Quoted passage
━━━━━━
Data published in The Lancet on 5 February from a Phase IIb clinical trial evaluating the safety and efficacy of MVA85A, a candidate vaccine for preventing TB in infants, show that a single dose is not sufficient to confer statistically significant protection against TB or infection in infants vaccinated at birth with BCG.
MVA85A is designed to boost immune responses already primed by the Bacille Calmette-Guérin (BCG) vaccine, the currently licenced and widely-used TB vaccine.
The Phase IIb study was sponsored by Aeras and conducted by UCT's South African Tuberculosis Vaccine Initiative (SATVI) in the Western Cape where nearly 2 800 HIV-negative infants were enrolled. The vaccine was originally developed and investigated by the University of Oxford.
There were 32 cases of TB disease in the infants that received BCG + MVA85A compared with 39 cases of disease among those receiving BCG + placebo. Non-significant vaccine efficacy was measured at 17.3% (95% CI -31.9% to 48.2%) at study completion. The vaccine candidate also did not provide statistically significant protection from infection with Mycobacterium tuberculosis, the bacterium that causes TB, which was a secondary efficacy endpoint.
"Although the results of this first efficacy trial of a new TB vaccine are not what we had hoped for, further analysis of the data should reveal a great deal about how the body's immune system protects against TB and what is necessary to develop an effective vaccine," said senior author Professor Helen McShane, a Wellcome Trust Senior Clinical Research Fellow at the University of Oxford.
"The results from this study should let us know far more about the type and level of immune response required, and that will boost future efforts to develop an effective TB vaccine by Oxford and other researchers throughout the world. The difficulty of this task is one reason why there has not been a new TB vaccine since BCG was developed more than 90 years ago, but one is still urgently needed, and I'm not about to give up now."
MVA85A is the first novel, preventive TB vaccine candidate since BCG to complete a Phase IIb safety and efficacy study.
━━━━━━
[Entries drawn from a collection]
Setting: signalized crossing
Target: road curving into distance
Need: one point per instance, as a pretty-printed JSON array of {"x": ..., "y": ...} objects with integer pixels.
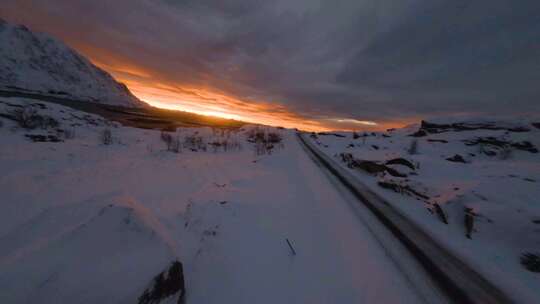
[{"x": 455, "y": 279}]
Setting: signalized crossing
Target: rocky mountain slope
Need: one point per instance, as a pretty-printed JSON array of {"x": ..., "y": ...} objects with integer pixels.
[{"x": 39, "y": 63}]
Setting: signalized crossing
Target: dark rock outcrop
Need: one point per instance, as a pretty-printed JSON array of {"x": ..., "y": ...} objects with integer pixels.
[
  {"x": 400, "y": 161},
  {"x": 169, "y": 282},
  {"x": 457, "y": 159}
]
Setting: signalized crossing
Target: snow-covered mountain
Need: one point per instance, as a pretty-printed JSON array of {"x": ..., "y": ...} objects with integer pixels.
[{"x": 39, "y": 63}]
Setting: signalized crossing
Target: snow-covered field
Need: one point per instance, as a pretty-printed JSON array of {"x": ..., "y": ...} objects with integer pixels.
[
  {"x": 481, "y": 177},
  {"x": 88, "y": 218}
]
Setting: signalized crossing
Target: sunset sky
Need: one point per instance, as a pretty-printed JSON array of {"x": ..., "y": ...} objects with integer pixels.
[{"x": 317, "y": 64}]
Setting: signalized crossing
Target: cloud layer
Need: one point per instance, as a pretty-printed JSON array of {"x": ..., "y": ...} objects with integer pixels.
[{"x": 327, "y": 63}]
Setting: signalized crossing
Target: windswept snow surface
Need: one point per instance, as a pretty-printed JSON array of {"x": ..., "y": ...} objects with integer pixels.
[
  {"x": 498, "y": 185},
  {"x": 84, "y": 222},
  {"x": 38, "y": 63}
]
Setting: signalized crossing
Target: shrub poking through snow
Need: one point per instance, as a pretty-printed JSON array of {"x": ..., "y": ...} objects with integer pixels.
[
  {"x": 413, "y": 148},
  {"x": 440, "y": 213},
  {"x": 167, "y": 139},
  {"x": 370, "y": 167},
  {"x": 168, "y": 283},
  {"x": 194, "y": 143},
  {"x": 69, "y": 133},
  {"x": 175, "y": 145},
  {"x": 28, "y": 118},
  {"x": 106, "y": 136},
  {"x": 531, "y": 261},
  {"x": 402, "y": 189},
  {"x": 457, "y": 159},
  {"x": 469, "y": 222},
  {"x": 400, "y": 161},
  {"x": 265, "y": 141}
]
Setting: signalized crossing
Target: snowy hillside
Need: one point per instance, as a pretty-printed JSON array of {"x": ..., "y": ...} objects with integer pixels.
[
  {"x": 87, "y": 217},
  {"x": 41, "y": 64},
  {"x": 474, "y": 185},
  {"x": 95, "y": 212}
]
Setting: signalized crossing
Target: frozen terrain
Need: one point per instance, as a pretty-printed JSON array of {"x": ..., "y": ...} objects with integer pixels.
[
  {"x": 92, "y": 218},
  {"x": 473, "y": 185},
  {"x": 37, "y": 63}
]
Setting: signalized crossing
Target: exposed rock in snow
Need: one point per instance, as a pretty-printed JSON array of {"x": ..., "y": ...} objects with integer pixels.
[{"x": 38, "y": 63}]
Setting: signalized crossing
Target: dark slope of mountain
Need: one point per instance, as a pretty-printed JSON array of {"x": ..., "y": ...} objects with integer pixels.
[{"x": 41, "y": 64}]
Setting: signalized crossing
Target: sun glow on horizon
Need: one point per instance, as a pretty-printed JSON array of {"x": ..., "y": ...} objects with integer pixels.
[{"x": 206, "y": 101}]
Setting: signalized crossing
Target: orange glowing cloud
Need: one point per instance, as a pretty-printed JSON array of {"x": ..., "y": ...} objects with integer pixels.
[{"x": 156, "y": 91}]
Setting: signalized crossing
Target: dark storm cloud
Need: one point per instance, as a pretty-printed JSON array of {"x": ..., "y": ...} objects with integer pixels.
[{"x": 362, "y": 59}]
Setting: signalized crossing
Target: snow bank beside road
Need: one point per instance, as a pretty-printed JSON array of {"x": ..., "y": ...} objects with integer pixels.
[{"x": 481, "y": 179}]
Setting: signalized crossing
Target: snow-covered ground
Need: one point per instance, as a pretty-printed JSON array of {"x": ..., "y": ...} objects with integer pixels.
[
  {"x": 38, "y": 63},
  {"x": 86, "y": 222},
  {"x": 481, "y": 177}
]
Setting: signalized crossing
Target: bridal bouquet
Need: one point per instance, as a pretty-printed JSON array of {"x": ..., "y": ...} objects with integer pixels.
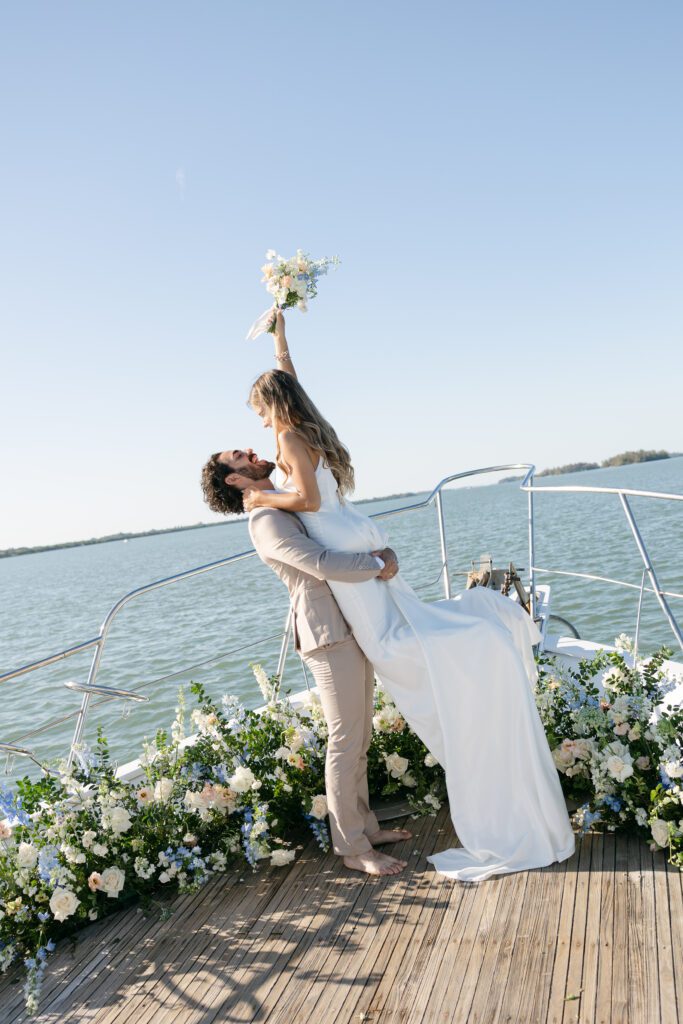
━━━━━━
Activities
• A. List every item enclosed in parentheses in the article on the MVA85A vaccine trial.
• B. Extend the article on the MVA85A vaccine trial with a few more sentences, picking up after its final line.
The material above is not needed here.

Per-task answers
• A. Bacille Calmette-Guérin (BCG); South African Tuberculosis Vaccine Initiative (SATVI); 95% CI -31.9% to 48.2%

• B.
The study was successful in that the vaccine was well-tolerated and there was no evidence of any harm to the trial participants. It also showed it is possible to conduct a large infant efficacy clinical trial in an area of high TB incidence with robust endpoints for detecting disease, something that is expected to greatly benefit future testing of TB vaccine candidates.
Funding for this clinical trial was provided by Aeras, a nonprofit biotech with a social mission to develop TB vaccines, The Wellcome Trust, and the Oxford-Emergent Tuberculosis Consortium (OETC), a joint venture between Oxford and Emergent BioSolutions.
It is anticipated that further analysis of the data and samples collected will be conducted for information that may be helpful for the development of new vaccine candidates. For example, blood samples will be used to identify markers that can predict whether a child will develop TB disease in the future. These biomarkers are termed "correlates of risk" and may substantially aid the development of new vaccines and contribute to different trial designs in the future.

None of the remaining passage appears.